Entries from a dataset
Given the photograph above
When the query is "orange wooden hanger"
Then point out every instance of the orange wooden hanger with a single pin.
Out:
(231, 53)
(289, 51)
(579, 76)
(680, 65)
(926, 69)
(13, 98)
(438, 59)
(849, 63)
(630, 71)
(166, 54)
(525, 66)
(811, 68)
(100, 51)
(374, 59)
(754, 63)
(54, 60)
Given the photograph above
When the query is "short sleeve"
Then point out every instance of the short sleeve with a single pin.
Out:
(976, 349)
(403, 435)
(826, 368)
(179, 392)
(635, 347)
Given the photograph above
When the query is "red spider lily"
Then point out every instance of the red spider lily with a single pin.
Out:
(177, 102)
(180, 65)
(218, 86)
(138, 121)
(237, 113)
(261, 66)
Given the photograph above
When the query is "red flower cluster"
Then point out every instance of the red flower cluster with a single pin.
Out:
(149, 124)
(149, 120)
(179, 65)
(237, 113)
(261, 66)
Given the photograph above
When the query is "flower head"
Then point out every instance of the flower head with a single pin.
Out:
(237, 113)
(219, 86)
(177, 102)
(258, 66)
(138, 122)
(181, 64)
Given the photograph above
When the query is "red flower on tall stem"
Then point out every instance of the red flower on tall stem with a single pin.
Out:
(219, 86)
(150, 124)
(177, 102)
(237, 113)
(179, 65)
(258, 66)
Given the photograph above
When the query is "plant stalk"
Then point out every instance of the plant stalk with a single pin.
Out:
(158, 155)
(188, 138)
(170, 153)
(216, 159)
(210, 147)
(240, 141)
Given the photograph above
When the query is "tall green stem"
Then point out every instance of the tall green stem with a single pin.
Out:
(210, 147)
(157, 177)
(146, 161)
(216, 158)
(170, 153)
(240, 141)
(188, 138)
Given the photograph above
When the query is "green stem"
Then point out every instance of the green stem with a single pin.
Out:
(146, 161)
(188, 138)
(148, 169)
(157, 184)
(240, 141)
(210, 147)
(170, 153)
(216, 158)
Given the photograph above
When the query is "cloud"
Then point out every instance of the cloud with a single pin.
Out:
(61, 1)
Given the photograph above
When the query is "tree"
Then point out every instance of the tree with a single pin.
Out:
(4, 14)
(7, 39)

--- Problem details ---
Write out every entry word for word.

--- Solution for this problem ---
Given the photograph above
When the query is "orange wooden hanger"
Then point out every instance of the orange wooden hanger with a single pin.
Out:
(231, 53)
(289, 51)
(579, 76)
(680, 65)
(926, 69)
(13, 98)
(438, 59)
(849, 63)
(630, 71)
(166, 54)
(525, 66)
(811, 68)
(100, 51)
(374, 59)
(754, 63)
(54, 60)
Given the photograph above
When the query is "short sleeve"
Then point out every instance of the short sleeve with a single pin.
Out:
(976, 349)
(403, 435)
(826, 368)
(179, 392)
(635, 347)
Given the photograph above
When the query is "red spider lily"
Then point out every instance of the red spider lily with a single pin.
Out:
(177, 102)
(180, 65)
(218, 86)
(138, 121)
(237, 113)
(261, 66)
Given the photograph above
When the query is "red flower cluster"
Then point out every instance of the red flower cluster with a single pin.
Out:
(149, 124)
(149, 120)
(179, 65)
(237, 113)
(261, 66)
Given the photograph above
When the query is "flower head"
Then point out every instance of the flower head with a single pin.
Out:
(237, 113)
(219, 86)
(177, 102)
(258, 66)
(138, 122)
(181, 64)
Given the photograph above
When the query is "red flower on tall stem"
Then point out every instance of the red flower on tall stem with a single pin.
Out:
(219, 86)
(150, 124)
(177, 102)
(237, 113)
(179, 65)
(258, 66)
Given the photograph above
When the query is "plant stalk"
Then point out every instance of the plant stalk with a single pin.
Out:
(158, 155)
(188, 138)
(170, 153)
(216, 159)
(210, 147)
(240, 141)
Given the photograph above
When the query is "tall green stem"
Then point out every instance of the tall green stem with a single pin.
Out:
(210, 147)
(157, 177)
(146, 161)
(216, 158)
(170, 153)
(240, 141)
(188, 138)
Given the photograph above
When the query is "green stem"
Then point out every instance of the green stem with a single pin.
Out:
(146, 161)
(188, 138)
(148, 169)
(157, 184)
(240, 141)
(210, 147)
(170, 153)
(216, 158)
Given the photograph above
When the query is "cloud"
Then point out every instance of the cloud with a single pin.
Out:
(61, 1)
Given the photograph above
When the query is "tree"
Then point out every instance of the tree with a single pin.
Out:
(4, 14)
(7, 39)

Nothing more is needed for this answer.